Copy out exactly the stretch of the listing below that begins at the line containing "Check that each instance of the black face" and ends at the line containing "Check that each instance of the metal", and copy nothing outside it.

-- Records shown follows --

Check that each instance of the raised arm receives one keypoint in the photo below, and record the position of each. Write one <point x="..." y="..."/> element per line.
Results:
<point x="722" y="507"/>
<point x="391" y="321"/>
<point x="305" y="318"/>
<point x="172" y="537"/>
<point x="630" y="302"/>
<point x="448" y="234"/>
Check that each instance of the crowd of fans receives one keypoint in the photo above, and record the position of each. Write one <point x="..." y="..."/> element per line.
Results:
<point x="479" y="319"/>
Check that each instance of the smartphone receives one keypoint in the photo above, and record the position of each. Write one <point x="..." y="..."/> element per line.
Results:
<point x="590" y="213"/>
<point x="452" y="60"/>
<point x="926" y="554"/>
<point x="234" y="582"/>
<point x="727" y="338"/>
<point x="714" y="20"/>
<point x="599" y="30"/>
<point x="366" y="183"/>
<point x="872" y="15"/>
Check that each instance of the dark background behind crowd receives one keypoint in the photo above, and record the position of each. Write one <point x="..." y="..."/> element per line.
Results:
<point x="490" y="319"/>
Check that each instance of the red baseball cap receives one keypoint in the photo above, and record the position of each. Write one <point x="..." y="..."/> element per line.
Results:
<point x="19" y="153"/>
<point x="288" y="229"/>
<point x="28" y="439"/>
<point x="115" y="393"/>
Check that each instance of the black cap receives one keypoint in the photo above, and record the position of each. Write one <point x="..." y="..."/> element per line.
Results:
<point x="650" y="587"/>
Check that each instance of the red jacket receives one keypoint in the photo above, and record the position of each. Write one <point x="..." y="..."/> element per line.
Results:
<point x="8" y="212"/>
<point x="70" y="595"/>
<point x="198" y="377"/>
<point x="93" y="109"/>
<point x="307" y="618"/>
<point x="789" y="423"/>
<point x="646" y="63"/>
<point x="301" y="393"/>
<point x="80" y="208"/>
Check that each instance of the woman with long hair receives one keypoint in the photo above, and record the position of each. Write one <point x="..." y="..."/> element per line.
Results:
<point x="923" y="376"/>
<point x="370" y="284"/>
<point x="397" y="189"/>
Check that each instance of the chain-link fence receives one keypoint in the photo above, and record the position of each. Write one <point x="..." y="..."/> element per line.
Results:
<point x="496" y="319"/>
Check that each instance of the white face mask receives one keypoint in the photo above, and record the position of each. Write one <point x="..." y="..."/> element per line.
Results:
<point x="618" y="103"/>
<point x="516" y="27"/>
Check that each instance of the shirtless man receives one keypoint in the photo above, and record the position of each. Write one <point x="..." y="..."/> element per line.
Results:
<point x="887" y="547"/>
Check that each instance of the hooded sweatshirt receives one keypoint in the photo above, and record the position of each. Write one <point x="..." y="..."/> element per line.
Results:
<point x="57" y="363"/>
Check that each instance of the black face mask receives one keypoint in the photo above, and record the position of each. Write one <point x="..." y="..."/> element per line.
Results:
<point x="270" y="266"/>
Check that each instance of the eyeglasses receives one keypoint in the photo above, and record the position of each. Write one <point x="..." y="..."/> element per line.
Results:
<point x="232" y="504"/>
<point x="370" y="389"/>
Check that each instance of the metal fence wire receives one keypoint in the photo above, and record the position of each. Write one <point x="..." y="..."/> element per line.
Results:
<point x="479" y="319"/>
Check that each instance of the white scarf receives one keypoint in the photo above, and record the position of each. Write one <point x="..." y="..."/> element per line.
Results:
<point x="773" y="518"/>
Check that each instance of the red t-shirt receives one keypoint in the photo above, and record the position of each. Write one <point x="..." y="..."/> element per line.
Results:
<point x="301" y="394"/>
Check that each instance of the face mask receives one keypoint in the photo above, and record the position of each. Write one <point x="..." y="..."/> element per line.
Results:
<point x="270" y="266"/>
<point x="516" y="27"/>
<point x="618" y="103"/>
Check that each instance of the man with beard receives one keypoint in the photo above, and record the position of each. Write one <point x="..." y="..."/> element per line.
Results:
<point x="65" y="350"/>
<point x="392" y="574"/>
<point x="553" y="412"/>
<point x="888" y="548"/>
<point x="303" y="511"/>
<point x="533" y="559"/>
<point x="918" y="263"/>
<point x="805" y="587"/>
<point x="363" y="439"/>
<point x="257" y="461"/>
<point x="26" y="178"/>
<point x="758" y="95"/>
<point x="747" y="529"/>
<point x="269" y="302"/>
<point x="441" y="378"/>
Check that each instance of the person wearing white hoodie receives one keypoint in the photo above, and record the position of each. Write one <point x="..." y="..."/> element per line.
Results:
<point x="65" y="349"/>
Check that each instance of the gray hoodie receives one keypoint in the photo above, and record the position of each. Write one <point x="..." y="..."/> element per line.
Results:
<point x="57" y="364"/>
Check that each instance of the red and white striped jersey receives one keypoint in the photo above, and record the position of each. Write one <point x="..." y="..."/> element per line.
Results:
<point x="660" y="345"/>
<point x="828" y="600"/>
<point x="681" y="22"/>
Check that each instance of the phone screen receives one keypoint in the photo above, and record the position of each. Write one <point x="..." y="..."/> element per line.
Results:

-- Records shown concluded --

» **Answer to the exercise**
Check that each instance of the black face mask receives one keypoint in the photo above, and record the position of each. Write one <point x="..." y="..."/> element per line.
Results:
<point x="270" y="266"/>
Check that each instance of the eyeglasses receives one keypoint in the photo above, and record the position of each. Write one <point x="..." y="..."/> element per line.
Results:
<point x="232" y="504"/>
<point x="370" y="389"/>
Check that each instance of the metal fence wire receives one keypoint in the photo above, and record the position of each. Write one <point x="..." y="..."/> element per line.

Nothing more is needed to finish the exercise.